[Information given — start]
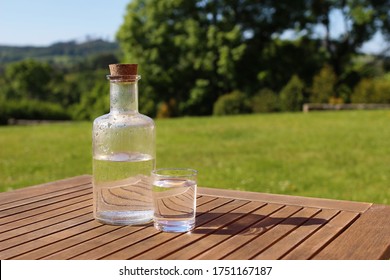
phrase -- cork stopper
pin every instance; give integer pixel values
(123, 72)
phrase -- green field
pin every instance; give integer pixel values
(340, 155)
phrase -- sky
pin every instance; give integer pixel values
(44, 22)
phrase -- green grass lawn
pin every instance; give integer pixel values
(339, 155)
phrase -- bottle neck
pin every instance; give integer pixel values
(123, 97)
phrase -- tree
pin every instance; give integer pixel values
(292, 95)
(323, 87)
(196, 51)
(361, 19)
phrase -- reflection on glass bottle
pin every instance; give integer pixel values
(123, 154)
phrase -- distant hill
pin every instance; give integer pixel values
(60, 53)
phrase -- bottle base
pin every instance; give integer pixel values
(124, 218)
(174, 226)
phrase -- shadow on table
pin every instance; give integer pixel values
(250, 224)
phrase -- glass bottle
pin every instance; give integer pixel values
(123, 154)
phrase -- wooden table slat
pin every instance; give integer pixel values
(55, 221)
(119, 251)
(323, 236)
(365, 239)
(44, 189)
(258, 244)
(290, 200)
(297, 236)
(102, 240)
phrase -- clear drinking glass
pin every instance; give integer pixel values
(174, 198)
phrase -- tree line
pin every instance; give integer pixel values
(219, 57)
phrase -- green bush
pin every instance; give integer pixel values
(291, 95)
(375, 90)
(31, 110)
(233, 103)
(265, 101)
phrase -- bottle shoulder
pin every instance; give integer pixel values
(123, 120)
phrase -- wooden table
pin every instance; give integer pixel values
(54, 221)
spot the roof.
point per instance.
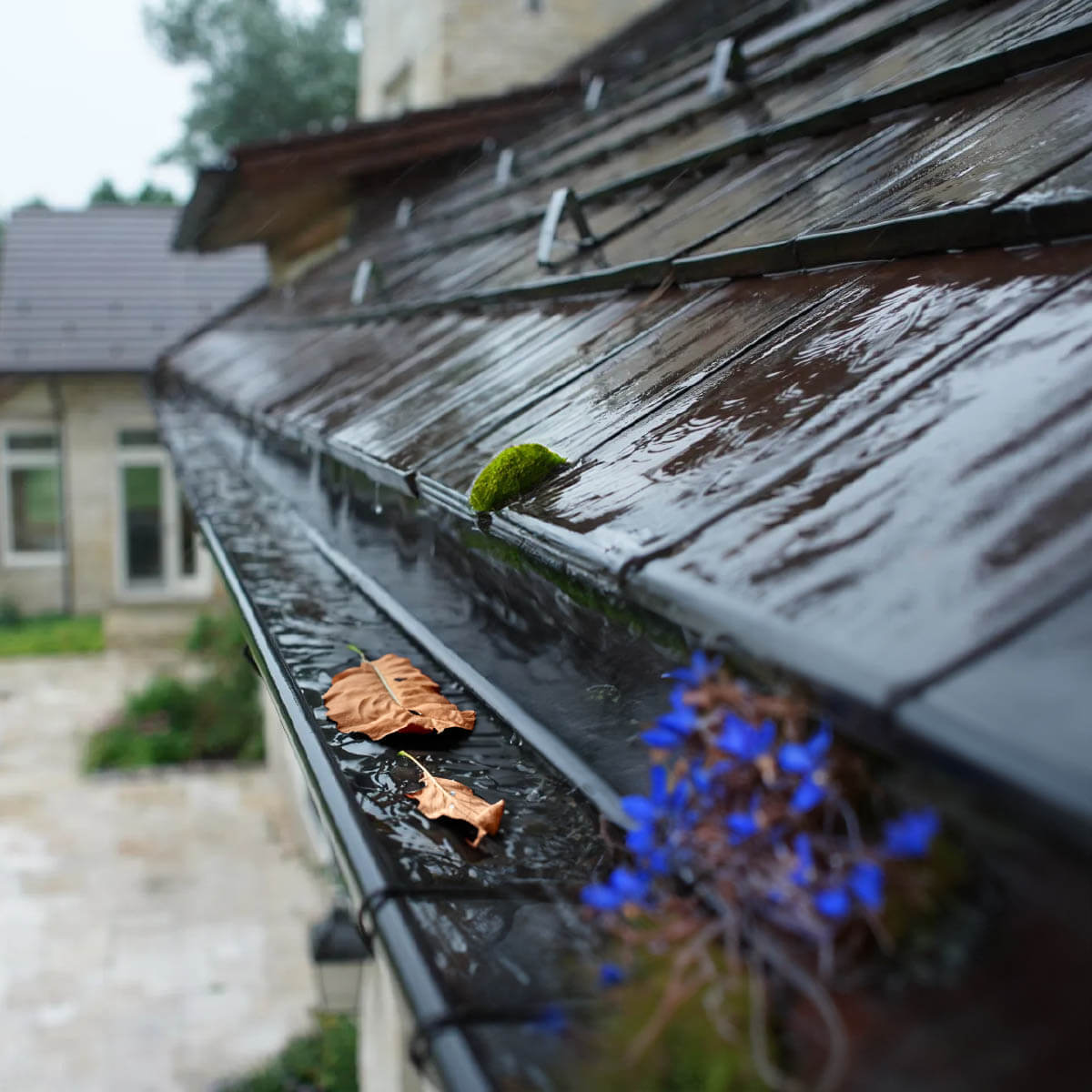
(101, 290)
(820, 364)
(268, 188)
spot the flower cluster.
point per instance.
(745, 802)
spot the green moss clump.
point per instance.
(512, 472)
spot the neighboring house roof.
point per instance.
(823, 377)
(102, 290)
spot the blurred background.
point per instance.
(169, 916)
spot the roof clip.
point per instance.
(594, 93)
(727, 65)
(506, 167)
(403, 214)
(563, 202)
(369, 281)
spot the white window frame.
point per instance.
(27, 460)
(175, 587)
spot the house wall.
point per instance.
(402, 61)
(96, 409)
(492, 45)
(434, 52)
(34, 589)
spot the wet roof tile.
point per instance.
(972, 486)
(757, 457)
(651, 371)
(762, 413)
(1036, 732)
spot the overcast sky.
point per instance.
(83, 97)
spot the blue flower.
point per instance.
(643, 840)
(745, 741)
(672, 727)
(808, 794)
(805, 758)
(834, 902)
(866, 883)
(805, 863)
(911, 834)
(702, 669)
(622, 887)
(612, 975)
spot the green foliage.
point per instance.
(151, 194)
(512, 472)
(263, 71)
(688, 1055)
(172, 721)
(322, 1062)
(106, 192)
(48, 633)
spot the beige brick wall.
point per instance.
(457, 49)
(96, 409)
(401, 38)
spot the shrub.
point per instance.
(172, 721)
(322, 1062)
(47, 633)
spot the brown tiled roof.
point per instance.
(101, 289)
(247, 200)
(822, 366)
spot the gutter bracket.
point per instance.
[Information given — finish]
▶ Task details
Your answer should consist of the lines from the line with "spot the flower cluster." to the line with "spot the overcast sky." above, repeated exactly, both ends included.

▶ Answer to this task
spot the flower cluster.
point per instance.
(745, 802)
spot the green moss clump.
point per instance.
(512, 472)
spot the neighboring house roof.
point per instance.
(823, 377)
(102, 290)
spot the blurred background.
point per instance.
(169, 916)
spot the roof clip.
point per instance.
(594, 93)
(727, 65)
(506, 167)
(403, 214)
(563, 202)
(369, 281)
spot the white window frame.
point per instance.
(27, 460)
(175, 587)
spot the house wall.
point per instance.
(402, 61)
(96, 409)
(492, 45)
(434, 52)
(34, 589)
spot the wet roof tile.
point per instance.
(972, 486)
(757, 457)
(651, 371)
(762, 413)
(1036, 732)
spot the overcast sky.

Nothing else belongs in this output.